- [Given exercise]:
Report every line of the listing below that contains the string "long", copying each such line in full. Case counts.
..........
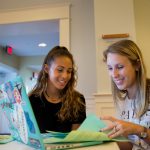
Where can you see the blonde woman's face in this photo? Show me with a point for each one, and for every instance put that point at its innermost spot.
(121, 71)
(60, 72)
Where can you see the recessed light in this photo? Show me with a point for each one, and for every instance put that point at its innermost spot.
(42, 44)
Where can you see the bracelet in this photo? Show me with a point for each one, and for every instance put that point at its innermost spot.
(144, 133)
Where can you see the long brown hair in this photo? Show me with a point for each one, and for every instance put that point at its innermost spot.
(71, 103)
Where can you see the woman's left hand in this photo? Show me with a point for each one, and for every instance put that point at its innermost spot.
(119, 127)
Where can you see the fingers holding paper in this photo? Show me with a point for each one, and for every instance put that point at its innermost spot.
(118, 127)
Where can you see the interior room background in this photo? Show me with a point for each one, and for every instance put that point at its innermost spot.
(87, 21)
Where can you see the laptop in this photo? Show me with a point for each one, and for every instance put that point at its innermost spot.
(15, 104)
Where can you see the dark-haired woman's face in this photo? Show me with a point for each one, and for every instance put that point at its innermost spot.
(60, 72)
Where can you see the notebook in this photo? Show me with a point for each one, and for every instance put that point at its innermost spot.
(16, 106)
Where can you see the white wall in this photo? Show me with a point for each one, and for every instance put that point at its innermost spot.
(142, 24)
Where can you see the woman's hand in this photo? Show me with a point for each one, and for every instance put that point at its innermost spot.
(119, 127)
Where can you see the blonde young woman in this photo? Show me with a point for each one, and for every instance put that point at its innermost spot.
(131, 94)
(56, 104)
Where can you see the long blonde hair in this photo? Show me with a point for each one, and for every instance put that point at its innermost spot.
(129, 49)
(71, 103)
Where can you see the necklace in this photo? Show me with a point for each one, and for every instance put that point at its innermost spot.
(52, 99)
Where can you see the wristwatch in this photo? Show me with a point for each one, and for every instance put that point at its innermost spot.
(144, 133)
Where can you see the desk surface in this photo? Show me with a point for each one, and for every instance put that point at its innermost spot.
(18, 146)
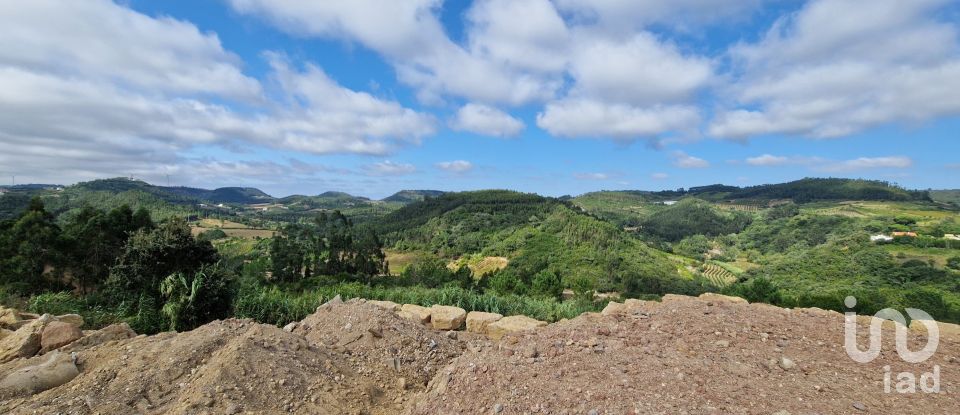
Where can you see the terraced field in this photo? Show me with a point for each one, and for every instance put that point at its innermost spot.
(718, 275)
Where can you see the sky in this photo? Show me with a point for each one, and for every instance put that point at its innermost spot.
(554, 97)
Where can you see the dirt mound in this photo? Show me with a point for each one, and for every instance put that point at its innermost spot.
(685, 355)
(688, 356)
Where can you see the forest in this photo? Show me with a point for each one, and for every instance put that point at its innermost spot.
(116, 251)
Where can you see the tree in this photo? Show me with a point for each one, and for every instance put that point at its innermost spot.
(150, 256)
(193, 299)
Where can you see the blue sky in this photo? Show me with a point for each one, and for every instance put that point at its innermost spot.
(554, 97)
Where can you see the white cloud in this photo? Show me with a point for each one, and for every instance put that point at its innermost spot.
(837, 67)
(485, 120)
(389, 168)
(597, 119)
(767, 160)
(626, 15)
(686, 161)
(93, 89)
(591, 176)
(455, 166)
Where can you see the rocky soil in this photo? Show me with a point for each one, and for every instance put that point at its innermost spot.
(685, 355)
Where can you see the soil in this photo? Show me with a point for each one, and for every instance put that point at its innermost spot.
(683, 356)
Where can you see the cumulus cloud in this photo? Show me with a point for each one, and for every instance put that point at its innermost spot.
(455, 166)
(591, 176)
(686, 161)
(139, 91)
(485, 120)
(819, 76)
(390, 168)
(597, 119)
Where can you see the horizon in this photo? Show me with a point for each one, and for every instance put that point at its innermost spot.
(547, 97)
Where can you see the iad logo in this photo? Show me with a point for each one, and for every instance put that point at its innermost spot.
(906, 381)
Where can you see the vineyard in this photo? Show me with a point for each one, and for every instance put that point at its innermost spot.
(718, 275)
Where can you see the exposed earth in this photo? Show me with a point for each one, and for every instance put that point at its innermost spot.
(710, 355)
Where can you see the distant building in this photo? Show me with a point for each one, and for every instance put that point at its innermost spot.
(905, 234)
(881, 238)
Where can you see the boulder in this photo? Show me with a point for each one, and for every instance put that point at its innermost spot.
(415, 313)
(477, 321)
(9, 318)
(720, 298)
(114, 332)
(73, 319)
(58, 334)
(58, 369)
(25, 342)
(386, 305)
(512, 324)
(444, 317)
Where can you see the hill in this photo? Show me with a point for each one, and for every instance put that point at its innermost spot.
(409, 196)
(539, 236)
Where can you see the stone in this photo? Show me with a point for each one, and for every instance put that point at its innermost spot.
(386, 305)
(415, 313)
(720, 298)
(512, 324)
(786, 364)
(58, 369)
(73, 319)
(477, 321)
(113, 332)
(25, 342)
(58, 334)
(443, 317)
(9, 318)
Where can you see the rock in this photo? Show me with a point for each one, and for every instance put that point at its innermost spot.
(444, 317)
(415, 313)
(113, 332)
(25, 342)
(613, 308)
(720, 298)
(57, 370)
(9, 318)
(512, 324)
(477, 321)
(786, 364)
(74, 319)
(386, 305)
(58, 334)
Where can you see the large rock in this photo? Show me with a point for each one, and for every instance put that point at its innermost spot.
(720, 298)
(57, 370)
(24, 342)
(73, 319)
(114, 332)
(512, 324)
(444, 317)
(386, 305)
(58, 334)
(478, 321)
(9, 318)
(415, 313)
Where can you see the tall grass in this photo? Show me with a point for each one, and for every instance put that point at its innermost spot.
(276, 306)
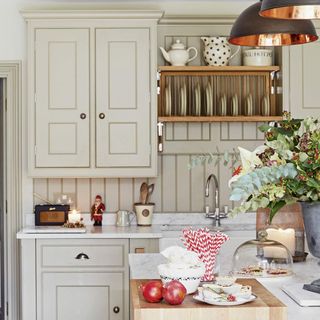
..........
- [Response to this exercise]:
Where can you see the long brown hair in this photo? Show me with a point for each one, and for every instance put that point at its innermost spot.
Where can you see the long blonde hair in this photo? Show me with a point for each one, and for every instance put that point at its innermost spot.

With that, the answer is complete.